------ Selected excerpt ------

UCLH to provide world-leading radiotherapy for cancer patients 

31/07/2013 00:00 

The world’s most advanced form of radiotherapy is coming to UCLH (University College London Hospitals NHS Foundation Trust) after the Government today committed £250 million to bring Proton Beam Therapy (PBT) to the UK.

Lennie Anderton, who flew to America for proton beam therapy at just 10-months-old, together with his parents Ed and Katherine and sister Zoe 


The Trust’s outline business case for PBT has been approved by the Treasury and the procurement process to purchase the high-tech equipment will now begin.

Public health minister Anna Soubry announced the funding which will be split across two new PBT centres, one at UCLH and one at The Christie NHS Foundation Trust in Manchester.

Proton Beam Therapy is a particularly important form of cancer treatment as it targets tumours more precisely with less damage to surrounding tissues. This can improve the quality of life following cancer treatment, reduce side effects, especially for children and, because the NHS will be able to treat more people, it will save lives.

Currently, the NHS sends children and adults needing Proton Beam Therapy to the United States, but from 2018 it will be offered to up to 1,500 cancer patients at UCLH and The Christie.

The Prime Minister’s commitment to increasing access to advanced radiotherapy treatments will significantly improve the experience for patients and their families who currently have to travel long distances for treatment.

Sir Robert Naylor, UCLH chief executive, said “We’re pleased that the Treasury has approved the business case to bring PBT to the UK. This means advanced planning can proceed to the point of deciding which equipment to purchase. This development means a life-changing difference for thousands of patients in the future, particularly children and teenagers.  This will see the NHS becoming a world-leader in paediatric radiotherapy, and gaining an international profile in many complex adult cancers.”

------

- Activities:
(1) According to the proton beam therapy announcement, how much money did the Government commit to bring Proton Beam Therapy to the UK?
(2) Carry on the proton beam therapy announcement, beginning right after its last sentence.

------ Data for review ------

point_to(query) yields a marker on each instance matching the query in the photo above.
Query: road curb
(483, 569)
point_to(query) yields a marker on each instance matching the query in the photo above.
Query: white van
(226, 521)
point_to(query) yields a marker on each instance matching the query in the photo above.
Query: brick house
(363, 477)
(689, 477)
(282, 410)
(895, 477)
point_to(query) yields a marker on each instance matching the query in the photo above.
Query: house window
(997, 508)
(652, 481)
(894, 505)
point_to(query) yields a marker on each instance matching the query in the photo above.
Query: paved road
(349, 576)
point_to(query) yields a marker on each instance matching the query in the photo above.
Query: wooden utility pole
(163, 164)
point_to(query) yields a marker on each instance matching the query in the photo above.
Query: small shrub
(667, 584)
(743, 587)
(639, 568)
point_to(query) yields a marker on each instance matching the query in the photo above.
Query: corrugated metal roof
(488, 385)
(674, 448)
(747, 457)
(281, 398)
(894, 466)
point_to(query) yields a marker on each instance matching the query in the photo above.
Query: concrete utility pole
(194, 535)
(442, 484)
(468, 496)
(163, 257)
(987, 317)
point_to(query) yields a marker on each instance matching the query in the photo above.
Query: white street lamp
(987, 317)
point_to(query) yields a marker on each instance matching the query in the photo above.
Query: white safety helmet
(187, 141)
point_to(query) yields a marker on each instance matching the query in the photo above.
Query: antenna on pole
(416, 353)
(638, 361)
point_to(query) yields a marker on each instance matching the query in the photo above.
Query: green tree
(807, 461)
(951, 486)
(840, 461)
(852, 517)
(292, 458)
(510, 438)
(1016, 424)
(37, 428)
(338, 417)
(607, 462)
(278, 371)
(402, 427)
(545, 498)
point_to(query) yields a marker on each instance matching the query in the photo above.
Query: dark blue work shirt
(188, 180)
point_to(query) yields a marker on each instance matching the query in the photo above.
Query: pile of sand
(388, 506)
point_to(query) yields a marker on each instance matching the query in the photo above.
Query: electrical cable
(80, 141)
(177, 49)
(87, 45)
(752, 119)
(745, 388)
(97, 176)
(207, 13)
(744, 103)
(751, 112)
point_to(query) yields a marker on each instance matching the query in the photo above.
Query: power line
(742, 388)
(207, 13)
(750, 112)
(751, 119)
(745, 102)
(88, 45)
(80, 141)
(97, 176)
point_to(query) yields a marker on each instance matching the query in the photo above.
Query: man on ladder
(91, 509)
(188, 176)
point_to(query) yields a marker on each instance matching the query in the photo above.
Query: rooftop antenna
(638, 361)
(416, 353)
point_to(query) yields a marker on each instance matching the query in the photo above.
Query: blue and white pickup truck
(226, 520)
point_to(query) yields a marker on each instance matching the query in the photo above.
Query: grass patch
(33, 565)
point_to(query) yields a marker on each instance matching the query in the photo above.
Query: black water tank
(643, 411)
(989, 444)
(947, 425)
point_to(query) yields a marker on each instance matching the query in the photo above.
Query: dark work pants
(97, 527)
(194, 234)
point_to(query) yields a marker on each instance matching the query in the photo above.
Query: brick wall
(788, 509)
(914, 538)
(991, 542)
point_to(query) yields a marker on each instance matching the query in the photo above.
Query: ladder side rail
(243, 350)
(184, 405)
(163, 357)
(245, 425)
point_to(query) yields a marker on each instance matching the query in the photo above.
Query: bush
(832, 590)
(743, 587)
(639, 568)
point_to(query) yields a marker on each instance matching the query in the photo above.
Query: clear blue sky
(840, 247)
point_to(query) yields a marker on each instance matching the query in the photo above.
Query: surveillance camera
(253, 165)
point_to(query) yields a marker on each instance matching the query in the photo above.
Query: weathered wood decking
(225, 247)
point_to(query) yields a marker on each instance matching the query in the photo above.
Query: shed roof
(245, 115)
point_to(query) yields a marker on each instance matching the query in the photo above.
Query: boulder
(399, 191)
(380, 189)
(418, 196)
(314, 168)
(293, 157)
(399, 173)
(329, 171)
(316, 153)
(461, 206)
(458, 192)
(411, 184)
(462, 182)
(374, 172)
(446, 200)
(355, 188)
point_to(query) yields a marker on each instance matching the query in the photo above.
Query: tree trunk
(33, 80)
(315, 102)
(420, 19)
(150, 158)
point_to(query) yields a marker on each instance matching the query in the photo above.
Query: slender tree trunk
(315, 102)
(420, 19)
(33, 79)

------

- Answers to the exercises:
(1) £250 million.

(2)
Artist's impression of how the UCLH Proton Beam Therapy Centre will look. Picture courtesy of Scott Tallon Walker


The UCLH service will be delivered from the Trust’s campus in the heart of the capital where it enjoys a close collaboration with UCL on groundbreaking research projects. The site has direct access to the Trust’s existing radiotherapy department and will be a stone’s throw from the new University College Hospital Macmillan Cancer Centre. The proposal was developed with the support of the UCLH Charity.

The UK service will bring together some of the world’s leading specialists in complex cancers.  Together, the Christie and UCLH will see more children and teenagers with cancer than almost any other centre in the world, and more adults with brain cancers than any other centre in the UK. The two trusts will also be able to drive forward research into what remains a relatively new treatment.

Dr Yen-Ch’ing Chang, UCLH lead on Proton Beam Therapy, added: "Proton beam therapy’s main advantage is that less normal tissue is irradiated. This is a particular advantage in children and young adults. Irradiating healthy tissues in children and teenagers can result in significant long term effects, such as problems with growth, IQ, development through puberty, hormone deficiencies, fertility, as well as an increased risk of the development of a second cancer. Proton beam therapy significantly reduces the chance of such side effects occurring.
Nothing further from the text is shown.